§ Vorgelegter Text:
◆ ◆ ◆ ◆
Die Verheissung des Föderalismus in der ökonomischen Literatur knüpft an dieser Dezentralisierungsüberlegung an. Gliedstaaten bieten unterschiedliche Politik an, finanziert mit unterschiedlich hohen Steuern, so dass Bürgerinnen und Bürger die aus ihrer Sicht, also gemäss ihren Präferenzen, günstigste Steuer-Politik-Kombination auswählen können. Die Auswahl findet beispielsweise durch Wanderung statt – voting by feet. Wallace Oates hat daran sein Dezentralisierungstheorem geknüpft: Dezentrale Leistungserstellung und Finanzierung sind effizient, wenn deren Nutzniesser, Kosten- und Entscheidungsträger personell übereinstimmen, diese Gruppen somit kongruent sind.
An dieser Annahme lässt es sich reiben. So untersucht die Wissenschaft, was passiert, wenn die Annahme nicht erfüllt ist, wenn Externalitäten oder Netzwerkeffekte auftreten oder Skaleneffekte in der Leistungserstellung erzielt werden können. Skaleneffekte lassen sich beispielsweise in der Landesverteidigung realisieren. Netzwerkeffekte finden sich in der öffentlichen Infrastruktur. Externe Effekte sind vielfältig. Eine Pandemie ist sozusagen die Mutter der Externalitäten: Covid-19 kümmert sich nicht um die Grenze zwischen Appenzell Innerrhoden und Appenzell Ausserrhoden.
◆ ◆ ◆ ◆
§ Vorliegendes Material:
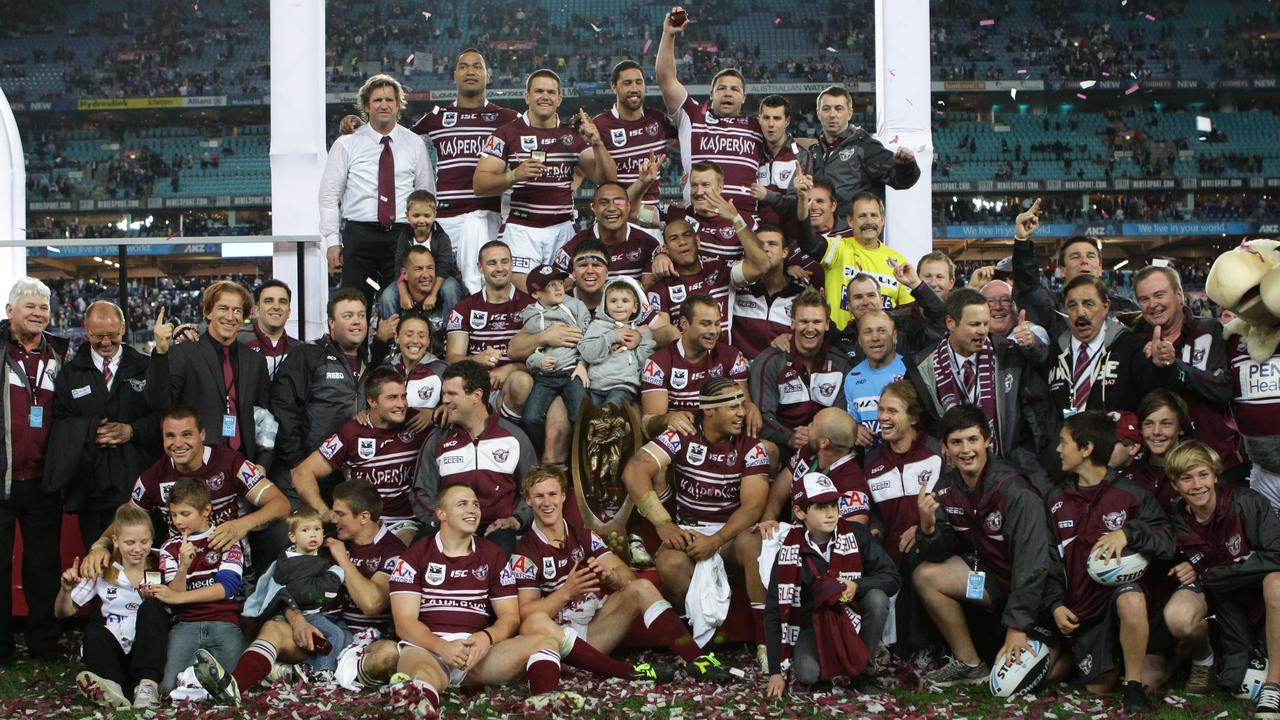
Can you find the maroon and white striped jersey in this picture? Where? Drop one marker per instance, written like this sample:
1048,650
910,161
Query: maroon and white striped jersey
489,323
456,593
378,556
630,144
627,259
458,135
1256,397
735,144
708,477
712,278
384,458
229,477
202,574
548,199
717,240
668,369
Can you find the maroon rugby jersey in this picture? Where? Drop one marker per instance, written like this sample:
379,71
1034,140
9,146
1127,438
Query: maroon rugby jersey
489,323
708,477
544,566
456,593
668,369
378,556
229,477
201,574
384,458
35,369
717,240
630,144
712,278
895,483
1256,397
548,199
458,135
735,144
627,259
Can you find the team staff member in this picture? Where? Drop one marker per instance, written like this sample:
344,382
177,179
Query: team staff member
32,360
365,186
104,433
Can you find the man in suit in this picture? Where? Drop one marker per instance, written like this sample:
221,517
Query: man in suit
220,378
104,433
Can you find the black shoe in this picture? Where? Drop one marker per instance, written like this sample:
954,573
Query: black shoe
1136,697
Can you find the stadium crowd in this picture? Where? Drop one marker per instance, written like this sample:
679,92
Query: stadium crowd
1050,486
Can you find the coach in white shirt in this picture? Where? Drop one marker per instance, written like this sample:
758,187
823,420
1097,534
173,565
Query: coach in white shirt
366,181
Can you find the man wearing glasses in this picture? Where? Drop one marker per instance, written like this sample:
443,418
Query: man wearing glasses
100,404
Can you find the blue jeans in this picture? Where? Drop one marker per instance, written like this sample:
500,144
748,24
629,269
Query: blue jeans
222,639
338,636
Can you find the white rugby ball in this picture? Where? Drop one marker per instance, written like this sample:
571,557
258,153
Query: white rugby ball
1024,674
1110,573
1253,678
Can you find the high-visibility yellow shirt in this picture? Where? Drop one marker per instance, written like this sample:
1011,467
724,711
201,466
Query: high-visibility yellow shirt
844,259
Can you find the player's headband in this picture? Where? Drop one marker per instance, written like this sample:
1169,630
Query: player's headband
708,401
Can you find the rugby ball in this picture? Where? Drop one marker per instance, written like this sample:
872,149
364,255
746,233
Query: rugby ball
1255,675
1023,675
1110,573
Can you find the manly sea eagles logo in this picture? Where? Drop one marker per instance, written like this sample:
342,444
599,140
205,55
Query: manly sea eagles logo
995,522
1115,520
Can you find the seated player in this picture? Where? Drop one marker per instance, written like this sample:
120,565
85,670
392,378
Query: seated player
990,511
456,613
1229,538
720,481
366,551
824,568
1095,511
566,573
383,454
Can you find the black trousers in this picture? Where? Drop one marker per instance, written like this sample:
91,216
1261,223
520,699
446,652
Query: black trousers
369,253
40,516
145,660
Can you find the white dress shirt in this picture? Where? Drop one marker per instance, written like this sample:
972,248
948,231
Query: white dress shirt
348,187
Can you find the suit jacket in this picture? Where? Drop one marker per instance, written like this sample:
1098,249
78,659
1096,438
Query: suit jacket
191,374
92,477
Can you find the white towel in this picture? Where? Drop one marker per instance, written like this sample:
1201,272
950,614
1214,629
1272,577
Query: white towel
707,600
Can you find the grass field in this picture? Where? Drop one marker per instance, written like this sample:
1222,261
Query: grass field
46,691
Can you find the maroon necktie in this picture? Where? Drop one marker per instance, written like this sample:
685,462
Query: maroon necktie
1083,382
387,186
229,382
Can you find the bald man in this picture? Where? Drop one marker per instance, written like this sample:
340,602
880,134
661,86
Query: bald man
100,404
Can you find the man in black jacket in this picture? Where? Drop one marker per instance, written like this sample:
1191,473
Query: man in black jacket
104,433
216,376
32,359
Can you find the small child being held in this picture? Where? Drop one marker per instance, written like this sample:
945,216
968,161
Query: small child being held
127,647
557,370
616,343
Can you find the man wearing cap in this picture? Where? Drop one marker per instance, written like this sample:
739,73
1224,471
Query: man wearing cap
720,481
827,578
1079,255
1100,364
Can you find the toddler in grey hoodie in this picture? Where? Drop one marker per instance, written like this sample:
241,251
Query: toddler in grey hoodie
616,343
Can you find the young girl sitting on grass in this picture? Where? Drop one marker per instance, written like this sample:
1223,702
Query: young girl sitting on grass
127,647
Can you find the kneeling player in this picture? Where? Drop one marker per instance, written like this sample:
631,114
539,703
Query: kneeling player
443,591
1230,540
984,540
567,573
1097,513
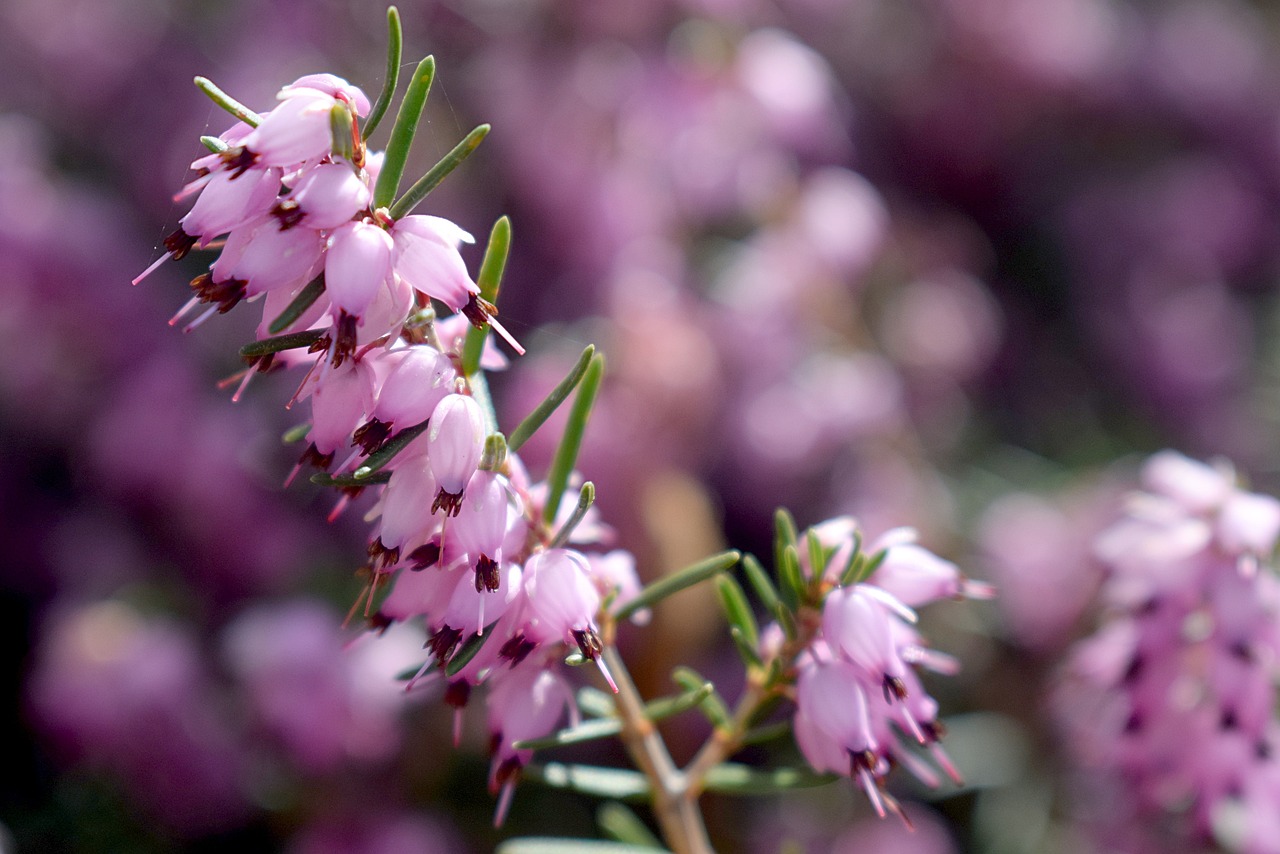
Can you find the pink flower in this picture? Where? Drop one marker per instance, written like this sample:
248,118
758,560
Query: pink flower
325,196
455,442
356,265
426,257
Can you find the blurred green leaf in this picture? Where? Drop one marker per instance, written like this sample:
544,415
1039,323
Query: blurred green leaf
558,394
556,845
394,49
732,779
403,132
229,104
622,825
278,343
571,441
489,282
300,304
679,580
414,196
590,780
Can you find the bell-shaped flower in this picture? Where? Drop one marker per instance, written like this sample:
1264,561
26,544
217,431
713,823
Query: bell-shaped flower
325,196
1248,524
856,624
455,442
428,259
415,387
296,131
525,703
561,601
339,401
480,526
329,85
356,265
265,257
227,202
917,576
405,523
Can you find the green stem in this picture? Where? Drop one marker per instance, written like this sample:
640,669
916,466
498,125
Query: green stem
394,48
229,104
406,204
403,132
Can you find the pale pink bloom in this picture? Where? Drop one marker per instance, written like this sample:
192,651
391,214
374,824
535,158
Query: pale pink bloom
296,131
426,257
227,201
265,257
356,265
405,523
616,572
453,330
524,703
329,85
1249,523
917,576
480,528
1196,485
856,622
339,401
275,302
455,444
560,601
325,196
421,378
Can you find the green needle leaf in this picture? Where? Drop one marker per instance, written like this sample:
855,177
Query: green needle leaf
585,498
767,733
791,578
469,649
296,434
734,779
325,479
571,442
403,132
593,730
394,48
339,127
277,343
679,580
621,823
737,611
300,304
817,553
229,104
556,845
535,419
435,174
489,281
712,706
379,459
849,575
760,583
590,780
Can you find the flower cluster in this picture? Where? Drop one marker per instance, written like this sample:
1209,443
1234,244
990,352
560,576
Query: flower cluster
460,530
1175,694
856,685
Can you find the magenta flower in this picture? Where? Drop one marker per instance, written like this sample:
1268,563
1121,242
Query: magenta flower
455,442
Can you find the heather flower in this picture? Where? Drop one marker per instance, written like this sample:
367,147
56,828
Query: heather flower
856,685
455,442
525,703
1183,666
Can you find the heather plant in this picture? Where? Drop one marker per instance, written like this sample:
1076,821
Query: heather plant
511,575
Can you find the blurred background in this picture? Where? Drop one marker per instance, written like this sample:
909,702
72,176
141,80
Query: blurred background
952,264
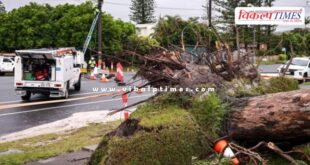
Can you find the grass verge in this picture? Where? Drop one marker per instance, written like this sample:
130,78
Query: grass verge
50,145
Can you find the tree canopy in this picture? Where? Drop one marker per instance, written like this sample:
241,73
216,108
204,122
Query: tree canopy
142,11
37,26
2,7
169,31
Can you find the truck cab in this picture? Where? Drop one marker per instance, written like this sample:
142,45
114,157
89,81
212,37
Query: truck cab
299,69
51,72
7,64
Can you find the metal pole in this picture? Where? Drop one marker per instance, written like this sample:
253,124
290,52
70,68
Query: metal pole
210,13
100,59
254,44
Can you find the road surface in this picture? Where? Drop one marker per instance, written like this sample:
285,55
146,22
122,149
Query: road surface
269,68
21,118
24,117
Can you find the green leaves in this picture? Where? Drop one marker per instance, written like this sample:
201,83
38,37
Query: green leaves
142,11
169,31
38,26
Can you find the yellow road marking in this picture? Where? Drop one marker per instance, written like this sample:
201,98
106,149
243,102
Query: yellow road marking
7,106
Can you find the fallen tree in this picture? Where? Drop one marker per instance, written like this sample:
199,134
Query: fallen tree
280,117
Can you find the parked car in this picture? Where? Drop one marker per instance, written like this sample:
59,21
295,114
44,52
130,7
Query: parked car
299,69
47,71
7,64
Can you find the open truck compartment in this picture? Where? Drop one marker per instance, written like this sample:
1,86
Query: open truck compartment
47,71
38,69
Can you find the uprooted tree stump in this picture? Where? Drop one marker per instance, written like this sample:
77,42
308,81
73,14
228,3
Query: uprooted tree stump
280,117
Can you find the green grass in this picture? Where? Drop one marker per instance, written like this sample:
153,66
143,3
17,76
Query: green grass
271,62
306,83
56,144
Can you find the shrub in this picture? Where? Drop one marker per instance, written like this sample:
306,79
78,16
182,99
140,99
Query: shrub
277,84
168,135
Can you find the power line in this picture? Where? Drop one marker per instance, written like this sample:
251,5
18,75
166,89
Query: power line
164,8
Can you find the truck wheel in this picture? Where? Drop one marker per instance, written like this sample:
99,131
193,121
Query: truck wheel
27,96
305,77
77,86
66,91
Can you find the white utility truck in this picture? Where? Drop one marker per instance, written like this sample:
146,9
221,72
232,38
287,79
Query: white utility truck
7,64
299,69
47,71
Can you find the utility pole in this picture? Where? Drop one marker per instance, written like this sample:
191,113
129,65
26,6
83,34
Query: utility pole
100,58
210,12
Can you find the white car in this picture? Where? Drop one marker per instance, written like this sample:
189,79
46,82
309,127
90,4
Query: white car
47,71
7,64
299,68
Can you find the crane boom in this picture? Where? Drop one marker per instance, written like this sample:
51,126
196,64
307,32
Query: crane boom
◆ ◆ ◆ ◆
§ Aufgaben:
(1) Welches Beispiel für Netzwerkeffekte nennt der Text über Föderalismus?
(2) Führen Sie den Text über Föderalismus im Anschluss an seinen letzten Satz weiter.

§ Schriftliche Antworten:
(1) Die öffentliche Infrastruktur.

(2)
Effiziente Politik, leistungsfähige Wirtschaft
Dieses holzschnittartig beleuchtete Für und Wider den Föderalismus lässt Kritiker der aktuellen Coronapolitik etwas ratlos zurück. Ist der Föderalismus denn nun gut oder schlecht? Das lässt sich nicht so einfach beantworten. Es kommt auf seine konkrete Ausgestaltung an. Jedenfalls ist es entscheidend, empirische Evidenz zurate zu ziehen und damit möglichst vergleichend auf real existierende Staatsorganisationen zurückzugreifen. Selbst dann hält die Empirie nur Durchschnittsbetrachtungen dafür bereit, ob eine bestimmte Organisation des Föderalismus gemessen an Performanzkriterien günstiger abschneidet als eine andere. Dann kann es immer noch sein, dass diese ganz bestimmte Ausprägung des Föderalismus in ganz bestimmten Fällen – etwa einer Pandemie – trotzdem relativ schlechter dasteht.
In einer umfassenden Studie zum Schweizer Föderalismus haben Christoph Schaltegger und ich, zusammen mit unseren Mitarbeiterinnen und Mitarbeitern, uns mit den ökonomischen Wirkungen des Föderalismus befasst.1 Neben neuer empirischer Evidenz für die Schweiz stellen wir in einer Übersicht der theoretischen und empirischen Literatur auf Ergebnisse in anderen Ländern ab.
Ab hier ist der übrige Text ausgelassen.